--- GIVEN TEXT ---

Asbestos Exposure and Your Legal Rights
If you've sustained an asbestos-related work injury, you may have a right to sue for damages. An asbestos lawyer can help you file a lawsuit if you are suffering from mesothelioma or other work related asbestos diseases. This is true regardless of whether the injury or illness in question was caused directly (in the case of a job which involved working with toxic materials) or indirectly (such a substance was present in the workplace, such as an office or classroom).
In addition, you may be eligible for workers' compensation as well as Social Security disability benefits. As a worker, you paid into the system for this very reason. In fact, if you earned the median U.S. salary when you worked, Social Security taxes constituted a sizable portion of your deductions. If you have paid the requisite amounts into social security, you may have a right to collect payments when you are no longer able to work.
It is important to have a thorough understanding of asbestos exposure and your legal rights under the law - and choose a mesothelioma lawyer who has knowledge and experience dealing with work-related injury issues.
A Brief History of Asbestos
The use of asbestos predates the Industrial Age. The ancient Egyptians incorporated asbestos fibers into the funeral shrouds in which they entombed their deceased pharaohs. In the Hellenic world of the Roman Empire, asbestos was used in the creation of "everlasting wicks" used in oil burning.
Although it was extremely rare, people who worked with this amazing, flexible "serpentine" stone were periodically known to suffer from what was then called the "Crab Sickness." Hippocrates, the founder of Western medicine, was the first to identify such tumors. Because the swollen blood vessels around such tumors somewhat resembled the front claws of crabs, he called them karkinos, the Greek word for "crab" - from which comes the term carcinogen.
The toxicity of asbestos was becoming apparent to the general public by the 1960's, although scientists had actually been issuing warnings about its hazards in scholarly journals dating back to the late 1930s (it is estimated that asbestos exposure in the shipyards during World War II ultimately resulted in nearly as many deaths by Navy veterans as combat injuries). Nonetheless, in the name of maintaining profits and externalizing costs, some large corporations withheld this information from the public.
Ultimately, this information could not be concealed. Because of the determination of a small number of attorneys, these corporations finally started to be held accountable when the first asbestos-related lawsuit was filed in 1966 (Tomplait v. Johns-Manville, et. al.).
Your Rights Under Current Law
When you file a lawsuit against an asbestos manufacturer, it will be one of two types, depending on whether you are filing the suit as the victim, or a family member suing on behalf of someone who has died from an asbestos-related condition.
Living victims file a personal injury claim. The damages that you may receive under such a claim may include compensation for medical costs, loss of income, and pain and suffering. In addition, a judge or jury may add punitive damages above that (although some corporate lobbyists in Washington D.C. have been writing legislation which would place more and more restrictions on punitive damages).

--- PROMPT 1 ---
In the text on asbestos exposure and legal rights, what Greek word did Hippocrates use for the tumors he identified?
--- PROMPT 2 ---
Pick up the text on asbestos exposure and legal rights after its last sentence and continue it.

--- SUPPLIED DATA ---
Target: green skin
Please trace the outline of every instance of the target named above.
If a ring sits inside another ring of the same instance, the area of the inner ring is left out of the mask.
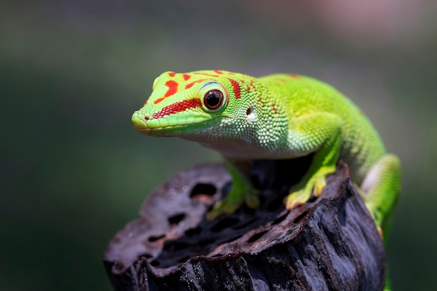
[[[141,133],[198,142],[224,156],[232,187],[208,214],[209,219],[232,213],[244,202],[259,204],[245,170],[251,161],[315,153],[307,173],[290,189],[287,208],[304,203],[311,193],[320,195],[341,158],[378,230],[387,234],[400,191],[399,160],[386,154],[362,112],[325,83],[286,74],[165,72],[155,80],[132,123]]]

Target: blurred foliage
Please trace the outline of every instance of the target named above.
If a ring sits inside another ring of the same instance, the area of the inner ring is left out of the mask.
[[[394,289],[435,288],[437,6],[310,2],[1,1],[0,288],[111,289],[102,253],[147,193],[219,159],[130,122],[161,73],[198,69],[306,74],[355,100],[403,161]]]

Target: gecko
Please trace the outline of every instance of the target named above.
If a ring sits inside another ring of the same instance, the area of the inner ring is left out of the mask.
[[[363,112],[327,83],[294,74],[165,72],[131,121],[142,134],[198,142],[224,157],[232,185],[209,219],[233,213],[243,203],[259,205],[248,163],[313,154],[309,169],[285,199],[286,207],[305,203],[311,194],[319,196],[341,158],[385,237],[401,188],[399,159],[386,152]]]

--- RESPONSE 1 ---
Karkinos, the Greek word for "crab."

--- RESPONSE 2 ---
Family members of the decedent (sometimes known as survivors) may be able to file a wrongful death suit. Although laws and procedures differ from that of a personal injury claim, the plaintiffs are seeking the same remedy.
Something you may hear about is the statute of limitations. This is the period of time within which you must file your claim, or lawsuit; otherwise, your right to sue is forfeit. Even if that time has expired, you may still be able to make claims against trusts that have been established to compensate victims of asbestos. In the case of malignant mesothelioma or asbestosis, this period varies considerably from one state to the next. It's best not to wait before taking legal action; file your complaint as soon as possible after your diagnosis has been confirmed.
Keep in mind that symptoms of mesothelioma can take years and even decades to appear. Many shipyard workers employed during the Second World War were not diagnosed with asbestos cancer until the 1980s.
You and your attorney will need to gather a great deal of information, part of which establishes the manufacturer of the asbestos and whether or not your former employer was aware of the dangers involved. You and your attorney have the legal right to request, receive and examine this evidence.
Rights vary from state to state. Your damages may include - but may not be limited to - compensation for medical bills, related expenses such as travel, loss of income, and legal expenses. The last issue is important, although if your attorney takes your case on contingency, i.e., on a percentage basis, s/he may take this into consideration when calculating the amount of damages.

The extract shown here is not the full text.